# INPUT MATERIAL:
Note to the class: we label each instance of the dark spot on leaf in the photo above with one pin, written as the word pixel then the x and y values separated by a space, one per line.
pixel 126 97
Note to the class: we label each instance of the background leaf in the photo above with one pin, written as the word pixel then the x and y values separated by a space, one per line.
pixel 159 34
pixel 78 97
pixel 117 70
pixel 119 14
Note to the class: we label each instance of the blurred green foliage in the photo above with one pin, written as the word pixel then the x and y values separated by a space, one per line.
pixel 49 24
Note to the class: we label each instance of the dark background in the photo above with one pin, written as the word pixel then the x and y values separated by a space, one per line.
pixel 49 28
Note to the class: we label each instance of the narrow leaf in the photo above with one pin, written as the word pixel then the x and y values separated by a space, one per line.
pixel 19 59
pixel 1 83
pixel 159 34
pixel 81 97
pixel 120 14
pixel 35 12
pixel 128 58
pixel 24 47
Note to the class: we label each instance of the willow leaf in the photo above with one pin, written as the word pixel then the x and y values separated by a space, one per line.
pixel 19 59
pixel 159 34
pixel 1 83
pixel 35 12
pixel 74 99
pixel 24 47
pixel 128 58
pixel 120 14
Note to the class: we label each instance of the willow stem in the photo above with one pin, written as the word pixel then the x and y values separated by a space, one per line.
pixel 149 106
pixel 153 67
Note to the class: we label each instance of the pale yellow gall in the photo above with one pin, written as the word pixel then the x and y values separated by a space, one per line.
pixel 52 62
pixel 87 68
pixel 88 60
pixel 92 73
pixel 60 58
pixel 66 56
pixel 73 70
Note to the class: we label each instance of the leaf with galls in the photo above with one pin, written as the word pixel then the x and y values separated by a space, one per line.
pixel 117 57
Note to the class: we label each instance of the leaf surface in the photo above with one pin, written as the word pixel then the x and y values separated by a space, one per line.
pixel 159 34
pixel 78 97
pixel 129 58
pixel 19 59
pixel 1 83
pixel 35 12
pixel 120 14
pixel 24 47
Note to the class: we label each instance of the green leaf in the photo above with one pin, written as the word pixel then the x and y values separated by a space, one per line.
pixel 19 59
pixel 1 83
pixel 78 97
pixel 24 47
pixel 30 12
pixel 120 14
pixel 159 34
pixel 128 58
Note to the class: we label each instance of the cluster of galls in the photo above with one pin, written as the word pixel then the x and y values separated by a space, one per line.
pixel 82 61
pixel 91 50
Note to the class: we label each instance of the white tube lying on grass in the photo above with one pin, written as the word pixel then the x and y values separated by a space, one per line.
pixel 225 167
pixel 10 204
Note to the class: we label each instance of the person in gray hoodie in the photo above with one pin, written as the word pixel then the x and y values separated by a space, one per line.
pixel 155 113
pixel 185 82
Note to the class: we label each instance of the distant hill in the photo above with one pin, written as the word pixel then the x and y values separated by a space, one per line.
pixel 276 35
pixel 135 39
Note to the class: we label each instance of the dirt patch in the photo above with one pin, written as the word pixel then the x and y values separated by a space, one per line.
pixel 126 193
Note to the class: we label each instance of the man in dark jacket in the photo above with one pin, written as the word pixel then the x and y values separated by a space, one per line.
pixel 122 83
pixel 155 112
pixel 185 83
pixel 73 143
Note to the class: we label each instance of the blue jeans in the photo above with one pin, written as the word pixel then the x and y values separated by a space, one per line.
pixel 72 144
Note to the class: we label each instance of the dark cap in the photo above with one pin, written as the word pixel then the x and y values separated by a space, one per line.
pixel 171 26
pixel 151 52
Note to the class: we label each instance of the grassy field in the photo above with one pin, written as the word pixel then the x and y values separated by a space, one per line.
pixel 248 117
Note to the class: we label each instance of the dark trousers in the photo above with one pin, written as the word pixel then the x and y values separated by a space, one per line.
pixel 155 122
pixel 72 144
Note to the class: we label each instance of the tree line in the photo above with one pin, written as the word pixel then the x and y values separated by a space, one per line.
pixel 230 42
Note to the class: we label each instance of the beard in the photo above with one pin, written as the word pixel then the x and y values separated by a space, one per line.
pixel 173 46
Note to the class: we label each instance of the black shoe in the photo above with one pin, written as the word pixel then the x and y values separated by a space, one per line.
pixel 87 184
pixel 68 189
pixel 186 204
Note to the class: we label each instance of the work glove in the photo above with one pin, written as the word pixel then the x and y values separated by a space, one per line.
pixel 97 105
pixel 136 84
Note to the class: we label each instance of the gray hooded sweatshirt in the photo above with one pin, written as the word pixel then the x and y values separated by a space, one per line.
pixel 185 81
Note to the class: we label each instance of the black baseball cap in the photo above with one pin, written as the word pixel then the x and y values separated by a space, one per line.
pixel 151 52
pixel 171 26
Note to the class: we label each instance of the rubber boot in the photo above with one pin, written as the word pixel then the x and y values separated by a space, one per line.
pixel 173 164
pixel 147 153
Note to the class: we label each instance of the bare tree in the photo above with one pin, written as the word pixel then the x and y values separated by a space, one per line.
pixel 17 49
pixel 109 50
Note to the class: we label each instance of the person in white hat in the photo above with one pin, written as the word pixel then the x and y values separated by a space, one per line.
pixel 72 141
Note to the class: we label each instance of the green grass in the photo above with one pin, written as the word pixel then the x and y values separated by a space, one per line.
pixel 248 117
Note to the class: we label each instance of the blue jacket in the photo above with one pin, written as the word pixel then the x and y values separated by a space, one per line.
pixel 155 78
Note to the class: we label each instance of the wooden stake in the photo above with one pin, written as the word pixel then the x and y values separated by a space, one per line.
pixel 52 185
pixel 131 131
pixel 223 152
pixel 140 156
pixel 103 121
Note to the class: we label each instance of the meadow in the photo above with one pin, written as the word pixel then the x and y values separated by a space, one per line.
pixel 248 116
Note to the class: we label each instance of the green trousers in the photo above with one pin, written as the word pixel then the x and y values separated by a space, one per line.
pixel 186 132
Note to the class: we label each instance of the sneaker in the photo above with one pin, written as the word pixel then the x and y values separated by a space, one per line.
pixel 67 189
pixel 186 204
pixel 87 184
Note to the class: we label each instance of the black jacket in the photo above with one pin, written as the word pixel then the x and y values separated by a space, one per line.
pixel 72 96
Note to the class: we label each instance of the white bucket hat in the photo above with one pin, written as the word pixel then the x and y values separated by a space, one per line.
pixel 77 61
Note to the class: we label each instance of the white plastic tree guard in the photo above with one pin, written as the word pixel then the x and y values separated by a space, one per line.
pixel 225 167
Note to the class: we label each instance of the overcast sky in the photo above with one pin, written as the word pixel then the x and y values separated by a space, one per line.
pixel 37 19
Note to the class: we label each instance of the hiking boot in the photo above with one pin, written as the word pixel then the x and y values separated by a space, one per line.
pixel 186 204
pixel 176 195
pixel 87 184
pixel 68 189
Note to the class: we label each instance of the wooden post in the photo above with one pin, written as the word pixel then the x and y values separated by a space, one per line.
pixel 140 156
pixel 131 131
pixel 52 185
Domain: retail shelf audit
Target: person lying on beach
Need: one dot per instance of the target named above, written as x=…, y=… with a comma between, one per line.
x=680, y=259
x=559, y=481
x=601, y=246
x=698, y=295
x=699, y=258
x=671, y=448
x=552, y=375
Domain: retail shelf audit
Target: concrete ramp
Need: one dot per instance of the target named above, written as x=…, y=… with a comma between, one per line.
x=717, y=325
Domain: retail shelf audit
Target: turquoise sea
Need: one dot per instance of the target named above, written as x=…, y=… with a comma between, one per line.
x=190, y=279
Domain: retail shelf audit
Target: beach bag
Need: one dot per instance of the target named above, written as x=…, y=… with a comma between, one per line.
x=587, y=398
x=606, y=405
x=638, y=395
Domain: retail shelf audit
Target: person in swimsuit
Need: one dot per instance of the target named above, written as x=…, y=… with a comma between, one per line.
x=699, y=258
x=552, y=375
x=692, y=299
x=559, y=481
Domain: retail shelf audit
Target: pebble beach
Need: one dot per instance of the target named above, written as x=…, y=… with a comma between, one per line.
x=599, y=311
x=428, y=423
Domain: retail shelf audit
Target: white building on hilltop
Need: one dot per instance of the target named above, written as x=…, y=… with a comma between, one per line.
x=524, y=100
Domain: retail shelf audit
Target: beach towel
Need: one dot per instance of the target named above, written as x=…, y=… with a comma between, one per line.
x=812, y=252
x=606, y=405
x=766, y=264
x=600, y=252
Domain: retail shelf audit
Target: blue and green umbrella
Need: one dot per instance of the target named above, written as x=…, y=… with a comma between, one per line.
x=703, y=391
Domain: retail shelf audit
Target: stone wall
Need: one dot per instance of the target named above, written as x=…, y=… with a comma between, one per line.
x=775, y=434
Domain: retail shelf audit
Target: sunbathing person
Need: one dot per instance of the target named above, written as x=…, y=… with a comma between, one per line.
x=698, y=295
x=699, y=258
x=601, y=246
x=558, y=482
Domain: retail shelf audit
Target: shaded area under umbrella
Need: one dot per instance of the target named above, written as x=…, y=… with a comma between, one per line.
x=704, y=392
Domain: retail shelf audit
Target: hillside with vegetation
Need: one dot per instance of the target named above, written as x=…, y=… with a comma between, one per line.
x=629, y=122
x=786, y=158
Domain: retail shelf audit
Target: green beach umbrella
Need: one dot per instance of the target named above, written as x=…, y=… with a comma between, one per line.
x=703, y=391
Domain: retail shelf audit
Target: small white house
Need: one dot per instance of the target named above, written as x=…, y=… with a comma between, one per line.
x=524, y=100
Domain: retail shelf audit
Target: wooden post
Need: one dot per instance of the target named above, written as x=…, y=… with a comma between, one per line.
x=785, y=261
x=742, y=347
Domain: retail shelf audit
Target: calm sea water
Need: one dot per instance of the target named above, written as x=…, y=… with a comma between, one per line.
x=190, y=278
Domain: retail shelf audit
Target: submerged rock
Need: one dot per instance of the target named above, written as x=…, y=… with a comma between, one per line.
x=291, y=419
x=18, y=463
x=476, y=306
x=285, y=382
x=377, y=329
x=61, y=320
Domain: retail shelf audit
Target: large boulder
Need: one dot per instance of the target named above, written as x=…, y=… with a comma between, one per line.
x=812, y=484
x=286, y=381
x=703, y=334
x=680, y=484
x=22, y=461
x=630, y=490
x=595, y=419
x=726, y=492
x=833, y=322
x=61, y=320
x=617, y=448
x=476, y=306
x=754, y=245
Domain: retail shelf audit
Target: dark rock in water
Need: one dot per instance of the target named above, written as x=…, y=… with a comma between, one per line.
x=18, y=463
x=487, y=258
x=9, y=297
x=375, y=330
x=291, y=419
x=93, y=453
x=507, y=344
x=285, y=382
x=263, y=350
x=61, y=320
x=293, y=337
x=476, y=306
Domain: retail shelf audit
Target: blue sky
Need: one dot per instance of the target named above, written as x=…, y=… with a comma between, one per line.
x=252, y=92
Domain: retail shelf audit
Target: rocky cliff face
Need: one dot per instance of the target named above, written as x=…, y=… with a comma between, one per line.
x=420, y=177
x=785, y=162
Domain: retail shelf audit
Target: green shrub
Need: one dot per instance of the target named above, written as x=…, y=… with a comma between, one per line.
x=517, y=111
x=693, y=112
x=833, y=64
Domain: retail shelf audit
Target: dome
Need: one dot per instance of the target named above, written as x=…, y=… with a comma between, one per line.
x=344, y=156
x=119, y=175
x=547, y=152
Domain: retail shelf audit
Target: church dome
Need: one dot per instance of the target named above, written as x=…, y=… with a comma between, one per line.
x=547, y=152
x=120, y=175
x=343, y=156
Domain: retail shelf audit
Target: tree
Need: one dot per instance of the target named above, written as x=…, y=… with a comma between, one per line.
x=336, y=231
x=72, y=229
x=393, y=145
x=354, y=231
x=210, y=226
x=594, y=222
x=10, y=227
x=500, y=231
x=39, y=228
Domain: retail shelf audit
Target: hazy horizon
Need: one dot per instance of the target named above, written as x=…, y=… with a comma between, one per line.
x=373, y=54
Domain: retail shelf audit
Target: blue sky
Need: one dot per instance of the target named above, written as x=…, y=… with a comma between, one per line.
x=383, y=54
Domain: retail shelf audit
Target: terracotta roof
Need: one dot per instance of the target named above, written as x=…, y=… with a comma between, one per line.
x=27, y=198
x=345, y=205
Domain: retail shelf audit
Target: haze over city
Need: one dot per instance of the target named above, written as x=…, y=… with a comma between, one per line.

# TASK GOAL:
Please return every line of the listing that contains the word "galls", treating uppercase and lowercase as different.

# CORRECT ANSWER:
Note to the class: we label each instance of the leaf with galls in the photo above with one pin, written as the word pixel then the x and y values separated by a space, one per line.
Note to the class: we label each instance of the cluster of galls in the photo above with one pin, written as the word pixel then the x and y values separated by a space, one per line.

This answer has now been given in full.